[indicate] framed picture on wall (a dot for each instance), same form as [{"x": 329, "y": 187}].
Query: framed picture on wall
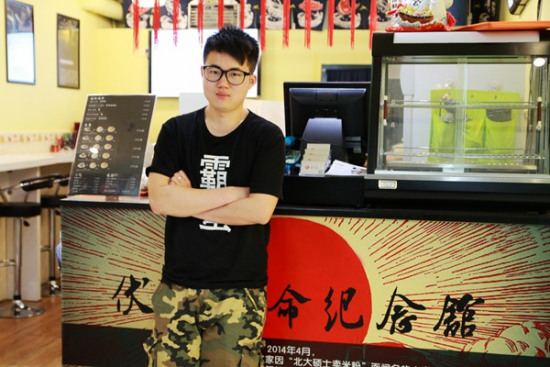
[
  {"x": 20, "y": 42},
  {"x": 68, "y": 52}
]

---

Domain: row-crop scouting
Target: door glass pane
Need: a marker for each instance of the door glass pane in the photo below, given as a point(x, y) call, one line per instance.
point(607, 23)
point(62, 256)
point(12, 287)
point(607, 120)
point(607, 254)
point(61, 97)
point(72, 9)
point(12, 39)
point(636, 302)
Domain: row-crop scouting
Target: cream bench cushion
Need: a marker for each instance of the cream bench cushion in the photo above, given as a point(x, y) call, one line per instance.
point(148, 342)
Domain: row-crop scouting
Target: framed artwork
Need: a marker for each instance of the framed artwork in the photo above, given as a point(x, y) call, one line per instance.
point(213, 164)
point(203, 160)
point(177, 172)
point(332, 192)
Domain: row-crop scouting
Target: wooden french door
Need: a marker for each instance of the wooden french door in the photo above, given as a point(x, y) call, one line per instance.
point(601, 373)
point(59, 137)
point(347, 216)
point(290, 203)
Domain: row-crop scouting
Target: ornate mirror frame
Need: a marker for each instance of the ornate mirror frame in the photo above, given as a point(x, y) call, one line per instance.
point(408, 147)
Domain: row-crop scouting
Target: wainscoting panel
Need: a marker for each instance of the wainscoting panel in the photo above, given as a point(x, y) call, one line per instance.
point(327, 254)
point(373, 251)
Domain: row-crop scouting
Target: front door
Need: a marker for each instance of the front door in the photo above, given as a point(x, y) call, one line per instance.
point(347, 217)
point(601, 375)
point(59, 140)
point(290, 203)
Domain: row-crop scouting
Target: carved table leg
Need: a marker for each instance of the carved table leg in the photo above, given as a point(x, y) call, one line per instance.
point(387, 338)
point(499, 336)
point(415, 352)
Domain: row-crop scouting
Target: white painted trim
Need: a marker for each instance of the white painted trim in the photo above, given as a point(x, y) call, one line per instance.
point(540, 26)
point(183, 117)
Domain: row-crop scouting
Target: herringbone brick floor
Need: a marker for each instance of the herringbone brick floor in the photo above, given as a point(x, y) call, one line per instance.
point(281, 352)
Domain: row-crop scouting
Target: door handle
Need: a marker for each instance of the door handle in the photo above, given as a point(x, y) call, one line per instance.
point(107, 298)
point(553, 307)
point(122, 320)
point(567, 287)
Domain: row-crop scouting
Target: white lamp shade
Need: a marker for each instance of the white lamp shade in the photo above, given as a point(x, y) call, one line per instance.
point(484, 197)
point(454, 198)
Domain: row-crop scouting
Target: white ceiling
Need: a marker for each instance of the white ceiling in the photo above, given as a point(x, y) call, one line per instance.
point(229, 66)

--

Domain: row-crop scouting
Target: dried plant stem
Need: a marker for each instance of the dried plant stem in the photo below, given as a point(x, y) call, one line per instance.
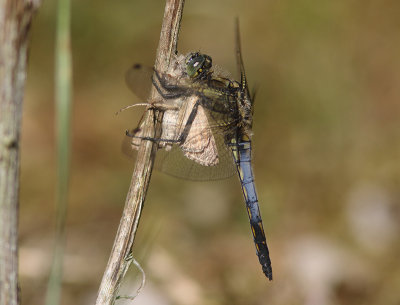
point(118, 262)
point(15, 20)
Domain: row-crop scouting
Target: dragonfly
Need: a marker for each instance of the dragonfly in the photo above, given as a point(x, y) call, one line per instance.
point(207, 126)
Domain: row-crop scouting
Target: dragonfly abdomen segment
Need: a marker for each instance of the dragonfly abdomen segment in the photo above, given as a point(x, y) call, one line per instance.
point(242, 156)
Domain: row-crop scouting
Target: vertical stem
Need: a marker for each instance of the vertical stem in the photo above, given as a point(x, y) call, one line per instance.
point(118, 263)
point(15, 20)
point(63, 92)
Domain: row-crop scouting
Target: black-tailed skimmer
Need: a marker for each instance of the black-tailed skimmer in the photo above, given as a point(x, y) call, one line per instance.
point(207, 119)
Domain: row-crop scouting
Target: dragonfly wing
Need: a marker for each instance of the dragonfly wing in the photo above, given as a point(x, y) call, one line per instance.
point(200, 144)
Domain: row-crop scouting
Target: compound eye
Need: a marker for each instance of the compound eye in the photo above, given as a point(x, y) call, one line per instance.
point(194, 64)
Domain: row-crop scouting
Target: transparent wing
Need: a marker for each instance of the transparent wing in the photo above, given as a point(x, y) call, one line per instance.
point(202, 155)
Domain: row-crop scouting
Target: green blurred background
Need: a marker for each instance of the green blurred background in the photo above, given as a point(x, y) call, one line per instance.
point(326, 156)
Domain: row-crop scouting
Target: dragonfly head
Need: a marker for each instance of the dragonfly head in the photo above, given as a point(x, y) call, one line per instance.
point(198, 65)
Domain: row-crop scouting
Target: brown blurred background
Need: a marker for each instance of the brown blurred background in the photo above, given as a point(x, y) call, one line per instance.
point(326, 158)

DIRECTIONS
Return each line above that contains the word "stem", copying it unchanged.

ANSWER FOR THIS EXERCISE
Target: dried plant stem
Need: a marker for each instance of the dried plant stem in the photo below, given as a point(x, y) call, one line per instance.
Target: vertical stem
Need: a marker for each instance of the vertical stem in the photo above, given as a point(x, y) call, one line per instance.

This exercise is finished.